ACTIVITY 1:
According to the news item on Zuckerberg's censorship admission, who was the August 26 letter addressed to?
ACTIVITY 2:
Write the next part of the news item on Zuckerberg's censorship admission, picking up after its final sentence.

TEXT PASSAGE:
══════════

CV NEWS FEED // Meta CEO Mark Zuckerberg admitted this week that his company censored election-related posts in the leadup to the 2020 election and in 2021 after communications from the FBI and later the Biden-Harris Administration.
In an August 26 letter addressed to Chairman of the Committee on the Judiciary Jim Jordan, Zuckerberg expressed his regret about the censorship and denounced the pressure the Biden-Harris Administration imposed on the company at the time.
The X account for the House Committee on the Judiciary, Republicans, posted a copy of the letter on August 26.
In the letter, Zuckerberg mentioned the infamous case in which “the FBI warned us about a potential Russian disinformation operation about the Biden family and Burisma in the lead up to the 2020 election.”
Zuckerberg admitted that before the November election, Meta temporarily demoted a story from The New York Post about corruption in President Joe Biden’s family while waiting for “fact-checkers” to respond about the story.

══════════

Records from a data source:
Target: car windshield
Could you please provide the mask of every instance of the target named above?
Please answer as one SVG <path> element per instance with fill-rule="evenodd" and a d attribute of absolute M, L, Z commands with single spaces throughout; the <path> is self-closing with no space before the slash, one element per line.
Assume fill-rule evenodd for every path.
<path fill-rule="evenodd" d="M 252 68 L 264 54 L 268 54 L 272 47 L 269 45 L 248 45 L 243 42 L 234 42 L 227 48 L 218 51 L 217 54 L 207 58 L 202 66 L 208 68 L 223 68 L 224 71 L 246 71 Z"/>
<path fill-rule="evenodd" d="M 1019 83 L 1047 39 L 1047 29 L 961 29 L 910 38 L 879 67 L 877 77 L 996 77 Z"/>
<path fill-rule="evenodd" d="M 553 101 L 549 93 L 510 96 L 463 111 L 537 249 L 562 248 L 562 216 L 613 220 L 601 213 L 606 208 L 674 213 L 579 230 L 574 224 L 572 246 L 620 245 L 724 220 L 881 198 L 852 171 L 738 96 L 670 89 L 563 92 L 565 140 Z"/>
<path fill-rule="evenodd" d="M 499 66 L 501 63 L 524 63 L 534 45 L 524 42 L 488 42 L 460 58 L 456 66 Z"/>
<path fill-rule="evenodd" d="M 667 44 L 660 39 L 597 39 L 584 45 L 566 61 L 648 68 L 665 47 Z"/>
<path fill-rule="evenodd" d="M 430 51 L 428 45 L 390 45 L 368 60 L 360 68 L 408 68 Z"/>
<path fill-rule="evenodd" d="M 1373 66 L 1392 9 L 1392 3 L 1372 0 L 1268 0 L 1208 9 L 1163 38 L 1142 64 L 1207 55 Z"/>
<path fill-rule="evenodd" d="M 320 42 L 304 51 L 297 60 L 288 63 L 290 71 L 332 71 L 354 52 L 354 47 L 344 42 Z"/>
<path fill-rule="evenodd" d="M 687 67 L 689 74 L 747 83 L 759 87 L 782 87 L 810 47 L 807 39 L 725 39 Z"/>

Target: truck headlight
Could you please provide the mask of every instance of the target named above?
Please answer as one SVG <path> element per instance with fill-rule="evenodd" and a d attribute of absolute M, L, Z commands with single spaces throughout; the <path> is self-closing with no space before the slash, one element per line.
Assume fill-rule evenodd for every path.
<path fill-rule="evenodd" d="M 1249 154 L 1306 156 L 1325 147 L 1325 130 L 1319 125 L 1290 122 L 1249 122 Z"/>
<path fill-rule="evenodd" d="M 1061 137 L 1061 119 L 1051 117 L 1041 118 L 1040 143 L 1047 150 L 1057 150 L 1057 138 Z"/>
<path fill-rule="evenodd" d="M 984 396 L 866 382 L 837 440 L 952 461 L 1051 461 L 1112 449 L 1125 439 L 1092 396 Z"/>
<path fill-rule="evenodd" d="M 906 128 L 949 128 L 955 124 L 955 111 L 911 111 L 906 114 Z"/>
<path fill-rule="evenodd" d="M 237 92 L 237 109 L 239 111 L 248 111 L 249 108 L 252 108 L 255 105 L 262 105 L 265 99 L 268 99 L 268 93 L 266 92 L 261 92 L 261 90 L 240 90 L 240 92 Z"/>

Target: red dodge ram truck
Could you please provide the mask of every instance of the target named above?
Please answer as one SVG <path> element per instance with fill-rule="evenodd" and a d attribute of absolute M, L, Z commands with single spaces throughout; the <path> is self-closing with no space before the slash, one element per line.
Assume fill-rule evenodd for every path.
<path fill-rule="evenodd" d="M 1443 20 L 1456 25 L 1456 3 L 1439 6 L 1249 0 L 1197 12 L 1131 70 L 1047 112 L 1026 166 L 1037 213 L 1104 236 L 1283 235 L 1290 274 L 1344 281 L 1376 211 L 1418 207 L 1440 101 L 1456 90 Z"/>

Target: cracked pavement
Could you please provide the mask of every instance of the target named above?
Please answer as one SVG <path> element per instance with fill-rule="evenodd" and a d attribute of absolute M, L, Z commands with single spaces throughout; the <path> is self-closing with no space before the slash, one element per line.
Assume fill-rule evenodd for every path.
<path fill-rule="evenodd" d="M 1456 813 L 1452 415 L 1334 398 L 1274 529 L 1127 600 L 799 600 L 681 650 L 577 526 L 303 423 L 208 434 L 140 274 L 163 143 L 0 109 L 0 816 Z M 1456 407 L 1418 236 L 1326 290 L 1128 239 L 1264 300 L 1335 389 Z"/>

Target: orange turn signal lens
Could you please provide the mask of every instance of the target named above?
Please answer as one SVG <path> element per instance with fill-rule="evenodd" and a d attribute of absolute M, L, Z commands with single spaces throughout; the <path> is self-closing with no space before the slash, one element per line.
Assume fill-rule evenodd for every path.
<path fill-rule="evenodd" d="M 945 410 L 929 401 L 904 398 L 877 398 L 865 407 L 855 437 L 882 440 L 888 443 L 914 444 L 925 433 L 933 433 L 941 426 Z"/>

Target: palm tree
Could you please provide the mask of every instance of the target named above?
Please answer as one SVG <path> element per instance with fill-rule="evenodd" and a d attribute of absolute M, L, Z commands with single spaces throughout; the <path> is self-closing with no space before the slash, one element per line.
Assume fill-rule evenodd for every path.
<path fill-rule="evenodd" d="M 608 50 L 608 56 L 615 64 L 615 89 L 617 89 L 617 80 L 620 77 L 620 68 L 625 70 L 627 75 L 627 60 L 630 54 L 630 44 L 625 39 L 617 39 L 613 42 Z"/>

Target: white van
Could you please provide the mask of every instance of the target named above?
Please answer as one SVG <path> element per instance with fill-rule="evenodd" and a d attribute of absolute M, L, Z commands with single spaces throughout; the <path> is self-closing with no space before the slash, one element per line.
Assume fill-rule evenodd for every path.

══════════

OUTPUT 1:
Jim Jordan, Chairman of the Committee on the Judiciary.

OUTPUT 2:
“It’s since been made clear that the reporting was not Russian disinformation, and in retrospect, we shouldn’t have demoted the story,” Zuckerberg wrote, noting that changes have since been made to prevent similarly wrong actions in the future.
“Apart from content moderation, I want to address the contributions I made during the last presidential cycle to support electoral infrastructure,” Zuckerberg wrote in the final paragraph of his letter:
The idea here was to make sure local election jurisdictions across the country had the resources they needed to help people vote safely during a global pandemic. I made these contributions through the Chan Zuckerberg Initiative. They were designed to be non-partisan – spread across urban, rural, and suburban communities.
Still, despite the analyses I’ve seen showing otherwise, I know that some people believe this work benefited one party over the other. My goal is to be neutral and not play a role one way or another – or to even appear to be playing a role. So I don’t plan on making a similar contribution this cycle.
Zuckerberg’s letter also addressed Meta’s censoring of certain posts about COVID-19.
“In 2021,” he wrote, “senior officials from the Biden Administration, including the White House, repeatedly pressured our teams for months to censor certain COVID-19 content, including humor and satire, and expressed a lot of frustration with our teams when we didn’t agree.”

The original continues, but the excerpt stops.